** Opening STUDY TEXT block **

At St Johns near Helston Bridge a hospital was founded c. 1250 by Henry de Bollegh, Archdeacon of Cornwall, and endowed with the manor of Penventon by the Reskymer family. This foundation consisted in 1324 of a prior and two brethren. The hospital was abolished in 1545; by this time the priors had been non-resident for 50 years, the building was ruinous and a lone chaplain served the chapel. A leper hospital was founded nearby in the 15th century and dedicated to St Mary Magdalene.

At Truthall was the medieval mansion of the Nance family which has an old chapel of c. 1500. The mansion forms the right wing of Truthall manor; the centre is dated 1642 and the left wing 19th century. The gate piers, courtyard, walls and central building linking the old mansion and Truthall manor are Grade II* listed. Truthall was recorded in the Domesday Book (1086) as having half a hide of land. It was part of the royal manor of Winnianton. In 1903, a halt station was built for the Manor, called Truthall Halt, situated on the Helston Branchline.

Truthall has a derivation from "tre" "Iudhael", i.e. Iudhael's farm. The same derivation applies to Truthwall in Ludgvan; however Truthwall in Crowan and Truthwall in St Just in Penwith derive from "tre" "Godual" (Godual's farm).

==School==
Since 1912 there has been a small school about half-a-mile away from the village. The school is called Sithney Community Primary School and has 36 pupils. The accommodation includes three classrooms, a hall, and a pre-school room. Outside there is a playground and a field with play equipment.

** Closing STUDY TEXT block **

### WORK REQUEST 1
In the local history text, who founded the hospital at St Johns near Helston Bridge?
### WORK REQUEST 2
Carry on the local history text about St Johns, Truthall and the school from its final sentence.

** Opening SUPPLIED DATA block **

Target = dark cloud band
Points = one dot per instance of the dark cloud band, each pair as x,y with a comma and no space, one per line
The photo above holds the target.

** Closing SUPPLIED DATA block **

### EXPECTED OUTPUT 1
Henry de Bollegh, Archdeacon of Cornwall

### EXPECTED OUTPUT 2
==Cornish wrestling==
Cornish wrestling tournaments, for prizes, were held in Sithney for centuries. Venues for tournaments included the field at the rear of the Tree Inn.

William Pascoe (1722-1808), the parish clark of Sithney for 60 years, was the champion of Cornwall for many years.

William Hodge (1815-?), originally from Sithney, won many tournaments in the UK before emigrating to Australia, including beating Gundry in Penzance in 1843. He was an Australian Cornish wrestling champion in the late 1840s and early 1850s, winning over 80 prizes. He was 5 feet 10 inches high and weighed 174 lbs. He was champion of Australia in 1851, beating James Chipman for the title. He was champion of Australasia in 1851. He was owner of the Brecknock Arms in Adelaide which was the venue for many tournaments and challenge matches.

See also Cornish wrestling at Crowntown.

==Civil parish==
Sithney civil parish includes:

- Boscadjack (Higher and Lower)
- Chynhale
- Coverack Bridges
- Crowntown
- Gwavas
- Lowertown (part)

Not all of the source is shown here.